>> BEGIN READING TEXT

Keywords

1 Introduction

Feature selection is an important technique for dimensionality reduction which is widely used in the field of Data mining and Machine Learning. It is a crucial preprocessing stage in Knowledge Discovery in Databases (KDD). The feature selection or feature subset selection is the process of selecting a subset of features by removing redundant features without resulting in information loss. Pawlak [13] developed Rough Set Theory (RST), which got established as a popular soft computing methodology for knowledge discovery amidst uncertainty. Reduct denotes the subset of the features selected using RST.

Classical RST is used for reduct computation in complete symbolic decision systems. But it is inappropriate for reduct computation in real-valued or hybrid decision systems (HDS). Fuzzy rough set model was introduced by Dubois and Prade [3] in 1990 for dealing with hybrid decision systems. Several extensions to Dubois and Prade Fuzzy-Rough Set model were introduced in literature such as Radzikowska and Kerre’s model [14], Hu model [5] and Gaussian Kernel-based Fuzzy Rough Set model [6] etc. Parallely reduct computation approaches are developed in these models which are primarily Sequential Forward Selection (SFS) based algorithms [4, 6, 7, 9, 16,17,18,19,20].

Computing all the possible reducts of a given decision system or computing minimum length optimal reduct is proved to be an NP-Hard problem [14]. Hence researchers are developing the heuristic approach for near optimal reduct computation algorithms. Two important aspects of reduct computing algorithm are the dependency measure (heuristic), used for assessing the quality of the reduct, and the control strategy used for attribute selection. Two important control strategies for reduct computation in literature are SFS and SBE approaches. In SFS, reduct is initialized to empty set and in every iteration the attribute with the optimal heuristic measure is included into the reduct till the end condition is reached. In SBE, reduct is initialized to all the attributes, and with every attribute, a test is conducted to check whether the omission of the attribute doesn’t lead to information loss. If an attribute is found to be redundant then it is removed from the reduct. The SBE approaches will always result in a reduct without redundancy, and the SFS approaches can not guaranty the redundancy less reduct computation.

>> END READING TEXT
>> BEGIN DATASET EXTRACT

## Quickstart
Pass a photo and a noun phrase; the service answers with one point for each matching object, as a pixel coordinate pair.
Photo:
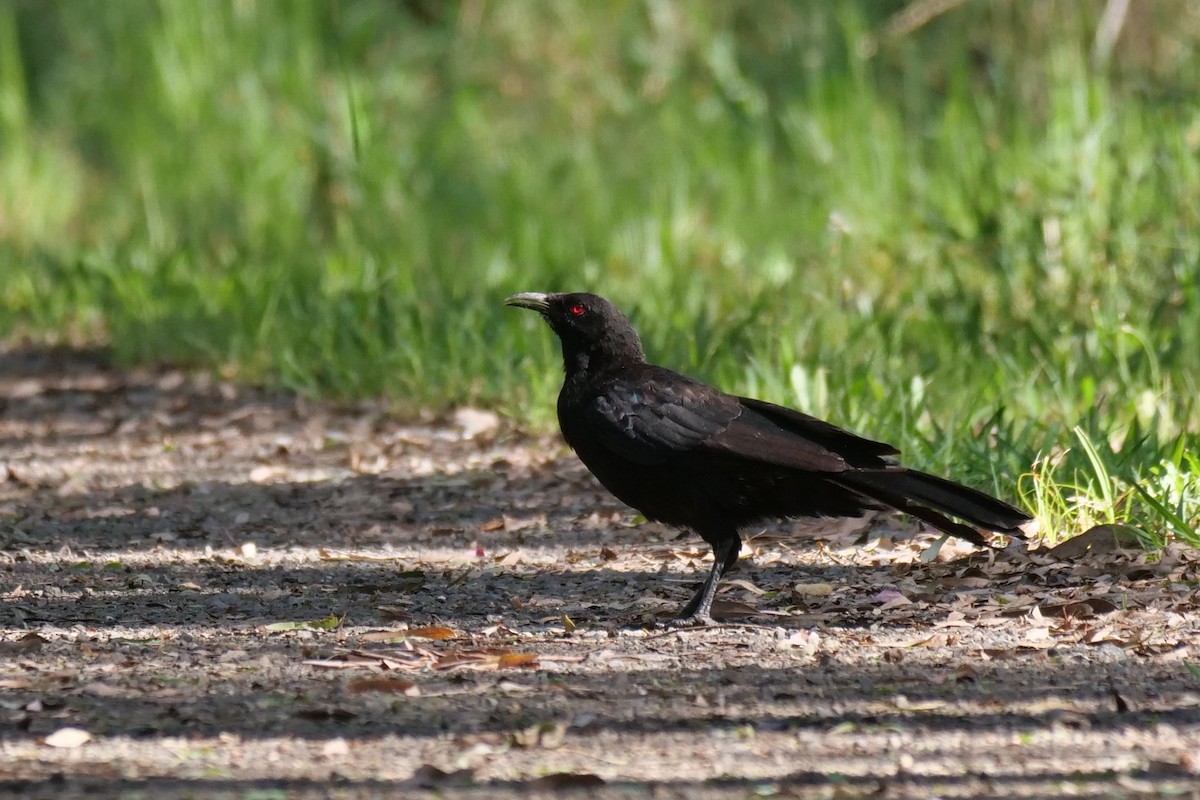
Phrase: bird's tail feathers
(928, 498)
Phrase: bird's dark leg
(696, 612)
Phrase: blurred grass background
(970, 227)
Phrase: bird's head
(593, 331)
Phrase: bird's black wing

>> END DATASET EXTRACT

- _GOAL_
List every surname of a researcher that appears in the feature selection text. Rely only on the text about feature selection and rough sets.

- _FULL ANSWER_
Pawlak, Dubois, Prade, Radzikowska, Kerre, Hu